(Collected data entries)

start

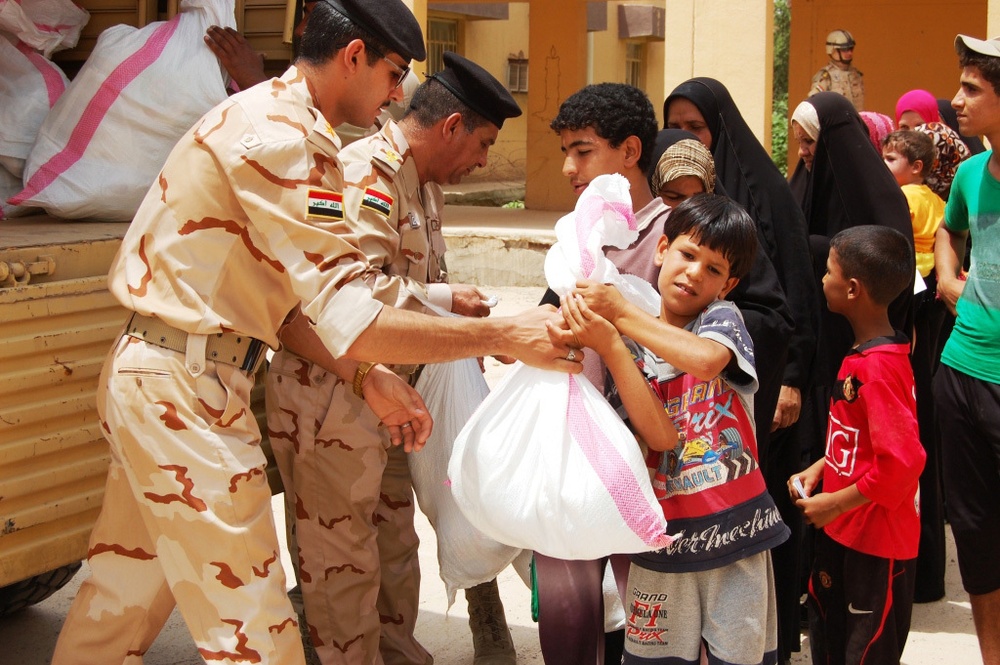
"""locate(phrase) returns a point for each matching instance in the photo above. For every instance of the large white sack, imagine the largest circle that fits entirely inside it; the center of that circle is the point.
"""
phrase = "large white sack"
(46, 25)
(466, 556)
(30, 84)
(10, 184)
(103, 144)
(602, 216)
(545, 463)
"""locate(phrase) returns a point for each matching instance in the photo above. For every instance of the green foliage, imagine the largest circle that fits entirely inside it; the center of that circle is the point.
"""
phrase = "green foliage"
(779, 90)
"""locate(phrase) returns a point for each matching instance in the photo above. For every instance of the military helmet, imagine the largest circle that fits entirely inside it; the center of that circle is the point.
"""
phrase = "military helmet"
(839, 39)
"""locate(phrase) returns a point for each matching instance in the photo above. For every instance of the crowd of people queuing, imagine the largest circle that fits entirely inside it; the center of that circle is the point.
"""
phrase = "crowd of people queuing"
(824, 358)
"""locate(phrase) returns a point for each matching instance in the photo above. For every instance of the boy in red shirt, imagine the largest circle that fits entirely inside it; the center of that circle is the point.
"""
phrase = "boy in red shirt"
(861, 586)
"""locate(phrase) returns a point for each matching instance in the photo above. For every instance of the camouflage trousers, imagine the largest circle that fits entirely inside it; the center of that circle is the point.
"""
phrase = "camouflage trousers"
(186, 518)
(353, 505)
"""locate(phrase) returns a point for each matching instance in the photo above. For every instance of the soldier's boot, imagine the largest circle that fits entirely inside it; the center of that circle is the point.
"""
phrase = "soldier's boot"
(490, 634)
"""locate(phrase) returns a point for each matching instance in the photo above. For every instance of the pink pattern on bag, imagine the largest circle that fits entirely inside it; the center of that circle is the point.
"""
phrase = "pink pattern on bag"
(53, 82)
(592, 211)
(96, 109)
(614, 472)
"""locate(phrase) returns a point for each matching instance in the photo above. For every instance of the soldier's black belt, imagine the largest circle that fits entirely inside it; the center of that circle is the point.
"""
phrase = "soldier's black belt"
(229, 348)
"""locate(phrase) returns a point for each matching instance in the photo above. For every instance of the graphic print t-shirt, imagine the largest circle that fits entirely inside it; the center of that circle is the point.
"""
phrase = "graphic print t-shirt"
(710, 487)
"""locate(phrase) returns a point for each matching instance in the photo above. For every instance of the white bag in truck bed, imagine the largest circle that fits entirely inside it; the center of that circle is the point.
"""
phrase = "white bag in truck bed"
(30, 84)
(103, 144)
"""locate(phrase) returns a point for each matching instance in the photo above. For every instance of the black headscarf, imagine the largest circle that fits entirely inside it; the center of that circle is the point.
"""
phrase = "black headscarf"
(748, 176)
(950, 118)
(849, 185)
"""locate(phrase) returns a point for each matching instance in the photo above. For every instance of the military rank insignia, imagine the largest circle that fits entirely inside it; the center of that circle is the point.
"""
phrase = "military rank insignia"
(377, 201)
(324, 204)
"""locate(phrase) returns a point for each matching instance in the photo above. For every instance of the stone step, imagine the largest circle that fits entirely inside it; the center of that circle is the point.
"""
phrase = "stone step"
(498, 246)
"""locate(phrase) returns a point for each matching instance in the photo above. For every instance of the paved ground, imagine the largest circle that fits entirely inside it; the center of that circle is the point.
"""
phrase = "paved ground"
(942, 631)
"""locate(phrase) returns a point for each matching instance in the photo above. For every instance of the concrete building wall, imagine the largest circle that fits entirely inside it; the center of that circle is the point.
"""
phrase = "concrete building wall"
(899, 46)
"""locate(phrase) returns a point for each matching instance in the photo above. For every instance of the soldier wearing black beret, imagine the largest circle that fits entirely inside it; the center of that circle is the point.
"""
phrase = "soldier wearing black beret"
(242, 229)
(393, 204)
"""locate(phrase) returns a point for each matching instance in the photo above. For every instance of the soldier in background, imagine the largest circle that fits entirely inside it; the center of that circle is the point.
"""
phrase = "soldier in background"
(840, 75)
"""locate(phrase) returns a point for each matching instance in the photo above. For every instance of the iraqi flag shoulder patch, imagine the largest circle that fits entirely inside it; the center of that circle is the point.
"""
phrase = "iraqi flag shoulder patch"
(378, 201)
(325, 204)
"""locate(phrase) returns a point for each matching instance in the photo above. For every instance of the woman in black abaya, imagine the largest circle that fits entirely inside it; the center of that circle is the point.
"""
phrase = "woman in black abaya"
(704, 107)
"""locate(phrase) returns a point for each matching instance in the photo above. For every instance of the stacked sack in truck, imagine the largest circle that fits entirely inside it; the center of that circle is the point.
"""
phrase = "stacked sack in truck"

end

The request
Write out the lines above word for word, leaving out the pictures.

Exercise response
"""locate(phrase) returns a point for each matching instance in the photo above. For every instance of the large white sack, imagine the largest circle that fits entirely inside it; the center of that circle is the point.
"""
phrase = "large white sack"
(46, 25)
(466, 556)
(30, 84)
(10, 184)
(103, 144)
(602, 216)
(545, 463)
"""locate(phrase) returns a point for each matching instance in the photo above. For every instance of the green foliage, imagine the largest circle that fits entirely inside it; the center of that circle is the point.
"""
phrase = "green foliage"
(779, 90)
"""locate(phrase) returns a point for each matching instance in the photo above. For every instance of the military helmet, imagine the largest circle that fits entirely inside it; the center of that circle is the point.
"""
phrase = "military helmet"
(839, 39)
"""locate(phrase) returns a point for each matching instance in the photo above. For every instance of the crowd of people queuing, imagine the largest circle that fits entirely inside it; the center of that circle is the point.
"""
phrase = "crowd of people queuing"
(824, 358)
"""locate(phrase) returns a point for each matching instance in the photo above. For every instance of the boy in red shirt, imagine the largest circle that fits entirely inside it; the center of that circle is the point.
"""
phrase = "boy in red shirt"
(861, 586)
"""locate(phrase) returns a point for each matching instance in the photo above. For every instance of the camouflage trousers, imagine the largest circle that fits entirely inside it; the center of that circle is the point.
"""
phrase = "camouflage trousers"
(186, 518)
(353, 505)
"""locate(phrase) returns a point for each matching instance in the photo above. For every instance of the soldier's boot, imagine the largest circle that fits entirely inside it; the center of that circle is the point.
"""
phrase = "soldier's boot"
(490, 634)
"""locate(phrase) returns a point for each matching instance in the photo above. For every instance of the pink pattern on bag, imagine the largest circle that fits entirely inside it; the center of that circle is the point.
"""
phrase = "pink pattern on bag"
(53, 82)
(592, 211)
(96, 109)
(614, 472)
"""locate(phrase) returns a point for each matching instance in the photo above. For every instance of the soldier's black belt, imagine the largest circle that fits entirely inside it; the center of that circle is the point.
"""
phrase = "soldier's black belt"
(229, 348)
"""locate(phrase) returns a point for each matching instance in the photo above. For every instance of the graphic print t-shirt, imagine the largest circle that fits entirely inside it; the center of that circle is the point.
"""
phrase = "graphic print t-shirt"
(710, 487)
"""locate(phrase) returns a point for each matching instance in the photo above. For every instance of the white bag in truck bed, imagine the largest circle that fits entirely inside it; the center of that circle is the point.
"""
phrase = "white bag in truck bed"
(30, 84)
(103, 144)
"""locate(phrase) returns a point for each matching instance in the photo above. For every instance of the black headscarf, imagine the largest circle that fits entirely inside it; the center of that circle is the point.
"""
phrase = "black headscarf"
(748, 176)
(950, 118)
(849, 185)
"""locate(phrase) returns a point for each matching instance in the photo above. For every instance of the military rank insignia, imagine the largest circle that fits entirely inside it; the center of that circle is the point.
"""
phrase = "military rank insignia"
(377, 201)
(324, 204)
"""locate(phrase) returns a point for each matching instance in the photo above. For every instance of the stone step, imagine the largest circle that fits entirely inside it; the center of that circle is the point.
"""
phrase = "stone step"
(498, 246)
"""locate(phrase) returns a point for each matching instance in the photo above. For every instance of the paved ground, imagine the largest circle that fits entirely inside it; the center of that circle is the point.
"""
phrase = "paved ground"
(942, 631)
"""locate(phrase) returns a point for each matching instance in the photo above. For every instance of the concrete building wall, imagine the largest circle that fits entirely inside it; the center of that circle is the point.
"""
phrase = "concrete building wall"
(899, 46)
"""locate(phrase) returns a point for each matching instance in the photo above. For every instance of the soldier wearing black beret, imagine the largest circle that fits entirely inside it; the center of that circle is the point.
"""
phrase = "soldier wearing black beret"
(242, 229)
(393, 204)
"""locate(phrase) returns a point for each matching instance in the photo above. For every instance of the soldier in background, imagine the largest circle that fits entirely inside it; the center of that circle is the point.
"""
phrase = "soldier in background"
(840, 75)
"""locate(phrase) returns a point for each matching instance in the photo above. For every instance of the iraqi flag shoulder patch, imagine the largest circle that fits entirely inside it; the center of that circle is the point.
"""
phrase = "iraqi flag shoulder patch"
(378, 201)
(325, 204)
"""locate(phrase) returns a point for each matching instance in the photo above. For every instance of the woman in black abaya, imagine the largest circle that fits entirely inside it; the center of that circle is the point.
"""
phrase = "woman in black abaya"
(704, 107)
"""locate(phrase) returns a point for each matching instance in the photo above. For every instance of the stacked sack in truck, imagine the largest circle that fits entirely inside it; the center of that circle is the point.
"""
phrase = "stacked sack in truck"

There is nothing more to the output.